What the exercise asks ->
Please reproduce every row below line for line, with no change to any character.

━━━━━ Working data ━━━━━

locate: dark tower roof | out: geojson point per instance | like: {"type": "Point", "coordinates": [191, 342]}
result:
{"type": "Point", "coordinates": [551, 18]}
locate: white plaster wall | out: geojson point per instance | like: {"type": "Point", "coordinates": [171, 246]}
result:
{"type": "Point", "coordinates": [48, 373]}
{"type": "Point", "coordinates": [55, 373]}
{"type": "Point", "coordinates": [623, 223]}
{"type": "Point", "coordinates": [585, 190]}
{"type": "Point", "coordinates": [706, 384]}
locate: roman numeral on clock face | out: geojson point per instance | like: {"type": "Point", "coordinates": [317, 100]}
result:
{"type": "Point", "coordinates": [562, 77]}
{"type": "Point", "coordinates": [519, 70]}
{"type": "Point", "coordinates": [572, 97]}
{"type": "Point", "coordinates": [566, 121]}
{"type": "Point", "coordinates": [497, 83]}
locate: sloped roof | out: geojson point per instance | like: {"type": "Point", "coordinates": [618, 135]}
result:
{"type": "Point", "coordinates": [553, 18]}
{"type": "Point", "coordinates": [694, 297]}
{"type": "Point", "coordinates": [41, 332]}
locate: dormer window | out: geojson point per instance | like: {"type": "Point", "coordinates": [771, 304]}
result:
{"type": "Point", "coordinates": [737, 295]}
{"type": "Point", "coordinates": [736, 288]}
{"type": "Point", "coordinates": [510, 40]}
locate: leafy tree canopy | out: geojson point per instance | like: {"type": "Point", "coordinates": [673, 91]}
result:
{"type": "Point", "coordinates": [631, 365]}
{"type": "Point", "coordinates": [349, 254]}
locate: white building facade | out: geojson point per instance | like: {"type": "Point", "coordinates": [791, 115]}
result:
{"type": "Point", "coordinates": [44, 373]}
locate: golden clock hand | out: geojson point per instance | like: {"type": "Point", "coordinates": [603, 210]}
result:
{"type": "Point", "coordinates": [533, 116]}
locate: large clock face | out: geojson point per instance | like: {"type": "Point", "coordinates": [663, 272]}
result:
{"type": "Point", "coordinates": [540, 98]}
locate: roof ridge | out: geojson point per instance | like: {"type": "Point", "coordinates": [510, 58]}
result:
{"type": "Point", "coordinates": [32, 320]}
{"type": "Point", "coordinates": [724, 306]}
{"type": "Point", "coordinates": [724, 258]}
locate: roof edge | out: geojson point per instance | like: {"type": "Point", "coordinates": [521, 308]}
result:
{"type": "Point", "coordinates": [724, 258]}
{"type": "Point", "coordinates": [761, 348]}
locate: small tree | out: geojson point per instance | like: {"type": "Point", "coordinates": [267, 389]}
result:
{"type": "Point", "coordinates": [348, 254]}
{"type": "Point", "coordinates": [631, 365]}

━━━━━

Answer to this task ->
locate: dark tower roof | out: geojson point per instance | like: {"type": "Point", "coordinates": [191, 342]}
result:
{"type": "Point", "coordinates": [551, 18]}
locate: white plaster wall | out: geojson point per instance | like: {"type": "Point", "coordinates": [171, 246]}
result:
{"type": "Point", "coordinates": [48, 373]}
{"type": "Point", "coordinates": [55, 373]}
{"type": "Point", "coordinates": [623, 223]}
{"type": "Point", "coordinates": [585, 190]}
{"type": "Point", "coordinates": [706, 384]}
locate: roman numeral on clock face | out: geojson point per instance | like: {"type": "Point", "coordinates": [317, 100]}
result:
{"type": "Point", "coordinates": [562, 77]}
{"type": "Point", "coordinates": [519, 70]}
{"type": "Point", "coordinates": [572, 97]}
{"type": "Point", "coordinates": [566, 121]}
{"type": "Point", "coordinates": [497, 83]}
locate: sloped roof | out: geojson point per instance | like: {"type": "Point", "coordinates": [618, 135]}
result:
{"type": "Point", "coordinates": [553, 18]}
{"type": "Point", "coordinates": [694, 297]}
{"type": "Point", "coordinates": [41, 332]}
locate: dormer window | out: geojson point per instance | like: {"type": "Point", "coordinates": [771, 304]}
result:
{"type": "Point", "coordinates": [737, 295]}
{"type": "Point", "coordinates": [736, 288]}
{"type": "Point", "coordinates": [510, 40]}
locate: leafy tree canopy | out: geojson point per instance | like: {"type": "Point", "coordinates": [673, 91]}
result:
{"type": "Point", "coordinates": [631, 365]}
{"type": "Point", "coordinates": [349, 254]}
locate: white building facade | out: geojson point per instance | like: {"type": "Point", "coordinates": [791, 115]}
result:
{"type": "Point", "coordinates": [44, 373]}
locate: golden clock hand | out: geojson point per instance | like: {"type": "Point", "coordinates": [603, 210]}
result:
{"type": "Point", "coordinates": [533, 116]}
locate: large clock face | out: geojson point per instance | like: {"type": "Point", "coordinates": [663, 272]}
result:
{"type": "Point", "coordinates": [540, 98]}
locate: roof ridge | out: geojson point per instance | like: {"type": "Point", "coordinates": [510, 58]}
result:
{"type": "Point", "coordinates": [32, 320]}
{"type": "Point", "coordinates": [724, 306]}
{"type": "Point", "coordinates": [724, 258]}
locate: roof edge | out: geojson point per instance | like: {"type": "Point", "coordinates": [521, 308]}
result:
{"type": "Point", "coordinates": [724, 258]}
{"type": "Point", "coordinates": [761, 348]}
locate: small tree | out: geojson point per instance | like: {"type": "Point", "coordinates": [267, 389]}
result:
{"type": "Point", "coordinates": [348, 254]}
{"type": "Point", "coordinates": [631, 365]}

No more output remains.